▸ **Excerpt provided**:
17Non-conviction orders—general

(2) Without convicting the offender of the offence, the court may make either of the following orders (each of which is a non-conviction order):

(a) an order directing that the charge be dismissed, if the court is satisfied that it is not appropriate to impose any punishment (other than nominal punishment) on the offender;

(b) a good behaviour order under section 13.

(3) In deciding whether to make a non-conviction order for the offender, the court must consider the following:

(a) the offender’s character, antecedents, age, health and mental condition;

(b) the seriousness of the offence;

(c) any extenuating circumstances in which the offence was committed.

(4) The court may also consider anything else the court considers relevant.

  1. In essence, the appellant claimed that the Chief Magistrate had exercised her sentencing discretion in the incorrect expectation that a conviction (as opposed to a non-conviction order) would significantly affect neither his registration as a medical practitioner nor his employment in the public health sector.

  1. The appellant abandoned a claim of denial of procedural fairness.

  1. Pursuant to r 5193 of the Court Procedures Rules 2006 (ACT), the appellant applied to adduce further evidence on the appeal relating to a number of factors, including his contribution to the medical profession within Australia and the impact of any conviction on his employment, financial circumstances and family relationships.

▸ **Data excerpt**:
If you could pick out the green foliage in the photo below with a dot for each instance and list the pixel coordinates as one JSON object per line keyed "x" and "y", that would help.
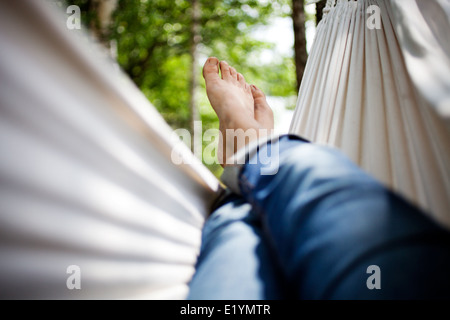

▸ **Things to do**:
**a)** According to the excerpt on non-conviction orders, when may the court order that the charge be dismissed?
**b)** List every matter that the excerpt on non-conviction orders says the court must consider in deciding whether to make a non-conviction order.
**c)** Echo everything in the excerpt on non-conviction orders from "(b) the seriousness" down to "court considers relevant.".

▸ **Exercise answers**:
**a)** When the court is satisfied that it is not appropriate to impose any punishment (other than nominal punishment) on the offender.

**b)**
- The offender’s character, antecedents, age, health and mental condition
- The seriousness of the offence
- Any extenuating circumstances in which the offence was committed

**c)**
(b) the seriousness of the offence;

(c) any extenuating circumstances in which the offence was committed.

(4) The court may also consider anything else the court considers relevant.